◆ What is asked: Collect every line below that contains the word "woman", and copy each one in full.

◆ Entries shown:
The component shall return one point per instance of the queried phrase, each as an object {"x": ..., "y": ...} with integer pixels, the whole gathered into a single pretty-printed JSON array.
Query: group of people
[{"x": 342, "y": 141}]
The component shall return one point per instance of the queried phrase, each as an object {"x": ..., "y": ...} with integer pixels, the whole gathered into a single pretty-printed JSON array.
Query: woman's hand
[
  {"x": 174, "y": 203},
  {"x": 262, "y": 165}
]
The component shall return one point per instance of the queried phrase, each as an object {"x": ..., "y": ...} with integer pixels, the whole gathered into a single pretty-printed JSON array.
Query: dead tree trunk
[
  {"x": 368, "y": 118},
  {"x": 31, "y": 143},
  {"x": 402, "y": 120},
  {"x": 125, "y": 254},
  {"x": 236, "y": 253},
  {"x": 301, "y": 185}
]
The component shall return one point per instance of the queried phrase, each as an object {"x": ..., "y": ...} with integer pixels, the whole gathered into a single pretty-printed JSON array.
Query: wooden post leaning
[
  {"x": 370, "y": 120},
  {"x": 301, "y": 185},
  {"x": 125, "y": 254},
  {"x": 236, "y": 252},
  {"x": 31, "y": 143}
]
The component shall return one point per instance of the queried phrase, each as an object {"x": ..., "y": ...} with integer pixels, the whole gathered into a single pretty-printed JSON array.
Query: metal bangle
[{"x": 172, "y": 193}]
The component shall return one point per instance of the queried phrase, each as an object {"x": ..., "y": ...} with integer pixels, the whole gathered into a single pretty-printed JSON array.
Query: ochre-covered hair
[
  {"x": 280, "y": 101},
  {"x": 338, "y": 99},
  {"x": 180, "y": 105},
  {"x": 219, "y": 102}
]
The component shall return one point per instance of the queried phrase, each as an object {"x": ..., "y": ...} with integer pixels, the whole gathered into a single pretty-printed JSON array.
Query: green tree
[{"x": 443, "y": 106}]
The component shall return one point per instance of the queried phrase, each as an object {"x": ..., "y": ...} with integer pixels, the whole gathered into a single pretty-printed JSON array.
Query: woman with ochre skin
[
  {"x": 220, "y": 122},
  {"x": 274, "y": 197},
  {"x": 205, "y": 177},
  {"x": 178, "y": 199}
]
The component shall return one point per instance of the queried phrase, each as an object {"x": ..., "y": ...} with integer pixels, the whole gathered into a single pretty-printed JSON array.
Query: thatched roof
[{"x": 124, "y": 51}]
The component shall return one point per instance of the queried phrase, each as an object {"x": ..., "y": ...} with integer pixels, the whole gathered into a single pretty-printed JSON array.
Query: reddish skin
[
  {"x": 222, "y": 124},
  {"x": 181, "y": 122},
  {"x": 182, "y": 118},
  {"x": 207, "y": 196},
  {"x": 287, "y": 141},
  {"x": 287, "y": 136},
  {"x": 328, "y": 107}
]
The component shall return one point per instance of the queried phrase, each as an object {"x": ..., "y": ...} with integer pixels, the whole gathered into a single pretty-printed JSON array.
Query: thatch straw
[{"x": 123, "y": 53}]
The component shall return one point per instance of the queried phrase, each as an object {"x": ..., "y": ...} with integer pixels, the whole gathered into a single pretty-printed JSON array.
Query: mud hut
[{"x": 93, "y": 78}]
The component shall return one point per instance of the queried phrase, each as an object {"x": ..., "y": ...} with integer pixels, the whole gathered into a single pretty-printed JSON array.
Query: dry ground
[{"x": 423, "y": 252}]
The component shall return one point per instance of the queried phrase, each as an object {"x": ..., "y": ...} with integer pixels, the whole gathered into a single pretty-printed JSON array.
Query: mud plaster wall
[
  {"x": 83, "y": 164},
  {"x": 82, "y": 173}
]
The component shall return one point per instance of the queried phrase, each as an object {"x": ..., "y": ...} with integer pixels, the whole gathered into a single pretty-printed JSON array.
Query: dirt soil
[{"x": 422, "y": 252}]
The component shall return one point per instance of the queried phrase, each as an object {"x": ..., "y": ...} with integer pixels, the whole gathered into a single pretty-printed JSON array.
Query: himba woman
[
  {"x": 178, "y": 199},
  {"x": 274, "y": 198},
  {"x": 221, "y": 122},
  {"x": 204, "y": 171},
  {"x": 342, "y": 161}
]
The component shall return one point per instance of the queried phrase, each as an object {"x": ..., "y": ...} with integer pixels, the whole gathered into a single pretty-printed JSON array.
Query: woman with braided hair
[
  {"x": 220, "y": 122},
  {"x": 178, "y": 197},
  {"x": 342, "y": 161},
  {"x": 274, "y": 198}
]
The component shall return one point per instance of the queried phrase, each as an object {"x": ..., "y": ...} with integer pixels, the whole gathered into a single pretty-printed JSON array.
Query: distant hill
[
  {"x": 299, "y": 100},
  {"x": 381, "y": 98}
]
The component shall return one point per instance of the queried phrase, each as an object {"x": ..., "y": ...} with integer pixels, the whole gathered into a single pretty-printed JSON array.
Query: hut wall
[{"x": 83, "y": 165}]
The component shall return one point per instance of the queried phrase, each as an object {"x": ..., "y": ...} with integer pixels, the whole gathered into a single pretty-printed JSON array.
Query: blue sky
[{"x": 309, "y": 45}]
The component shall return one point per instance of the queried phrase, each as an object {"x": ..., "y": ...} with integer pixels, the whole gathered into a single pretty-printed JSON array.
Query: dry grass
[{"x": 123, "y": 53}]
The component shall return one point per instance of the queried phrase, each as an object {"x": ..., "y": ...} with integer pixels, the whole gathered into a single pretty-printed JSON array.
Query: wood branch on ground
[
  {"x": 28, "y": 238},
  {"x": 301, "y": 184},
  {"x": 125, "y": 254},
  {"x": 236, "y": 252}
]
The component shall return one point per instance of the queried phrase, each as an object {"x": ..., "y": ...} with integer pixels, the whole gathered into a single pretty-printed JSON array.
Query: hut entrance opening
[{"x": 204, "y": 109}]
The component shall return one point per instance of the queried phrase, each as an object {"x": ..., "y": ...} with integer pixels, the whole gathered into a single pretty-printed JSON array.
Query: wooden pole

◆ Result for this task:
Query: woman's hand
Query: woman with ochre skin
Query: himba woman
Query: woman with braided hair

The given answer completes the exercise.